(WORK TO COMPLETE) All of the records below should be output exactly.

* begin ENTRIES SHOWN *

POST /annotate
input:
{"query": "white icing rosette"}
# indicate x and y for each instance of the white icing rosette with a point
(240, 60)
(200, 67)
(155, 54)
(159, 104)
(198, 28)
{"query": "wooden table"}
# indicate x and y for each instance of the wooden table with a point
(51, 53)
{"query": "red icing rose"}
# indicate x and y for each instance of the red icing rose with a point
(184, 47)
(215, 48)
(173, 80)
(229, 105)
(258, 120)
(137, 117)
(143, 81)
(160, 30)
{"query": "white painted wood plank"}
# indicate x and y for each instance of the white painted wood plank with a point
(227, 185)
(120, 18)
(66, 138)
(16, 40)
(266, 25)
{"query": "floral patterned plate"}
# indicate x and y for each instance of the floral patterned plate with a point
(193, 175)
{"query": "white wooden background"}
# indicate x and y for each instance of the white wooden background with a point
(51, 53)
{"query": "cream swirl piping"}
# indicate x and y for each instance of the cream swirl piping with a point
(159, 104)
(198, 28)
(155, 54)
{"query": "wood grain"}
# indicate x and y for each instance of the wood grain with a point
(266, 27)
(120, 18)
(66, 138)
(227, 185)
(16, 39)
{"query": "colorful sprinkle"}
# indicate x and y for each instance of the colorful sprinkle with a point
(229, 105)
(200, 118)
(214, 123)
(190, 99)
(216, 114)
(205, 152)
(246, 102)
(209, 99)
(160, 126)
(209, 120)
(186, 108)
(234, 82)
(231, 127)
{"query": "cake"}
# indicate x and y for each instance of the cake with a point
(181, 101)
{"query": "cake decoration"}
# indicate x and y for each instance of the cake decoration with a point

* end ENTRIES SHOWN *

(THE RESULT)
POST /annotate
input:
{"query": "white icing rosette"}
# indicate x and y for each instance of the white icing rosette with a point
(240, 60)
(200, 67)
(155, 54)
(159, 104)
(198, 28)
{"query": "wooden table"}
# indicate x and y for each instance of the wooden table with a point
(51, 53)
{"query": "red icing rose"}
# indicate x and y for each instance of the red icing rose with a point
(184, 47)
(215, 48)
(173, 80)
(229, 105)
(258, 120)
(137, 117)
(143, 81)
(160, 30)
{"query": "white painted wood plank"}
# indicate x and y for each instance of the white painted wood plank with a point
(227, 185)
(120, 18)
(66, 138)
(16, 40)
(266, 25)
{"query": "floral patterned plate"}
# indicate x and y for each instance of the floral patterned plate with a point
(193, 175)
{"query": "white wooden background"}
# indicate x and y for each instance of the white wooden background with a point
(51, 53)
{"query": "cream swirl piping"}
# indicate x and y for each instance of the cream swirl piping with a point
(159, 104)
(198, 28)
(155, 54)
{"query": "wood grain"}
# indicate x and y for each instance of the wood grain with a point
(266, 27)
(120, 18)
(66, 138)
(227, 185)
(16, 39)
{"query": "colorful sprinkle"}
# indicate x and y for each instance of the colorful sprinkle with a point
(229, 105)
(200, 118)
(214, 123)
(190, 99)
(216, 114)
(205, 152)
(246, 102)
(209, 99)
(160, 126)
(209, 120)
(186, 108)
(234, 82)
(231, 127)
{"query": "cake"}
# indicate x and y for each instance of the cake with a point
(181, 101)
{"query": "cake decoration"}
# indicate x and y for each instance of the cake decoration with a point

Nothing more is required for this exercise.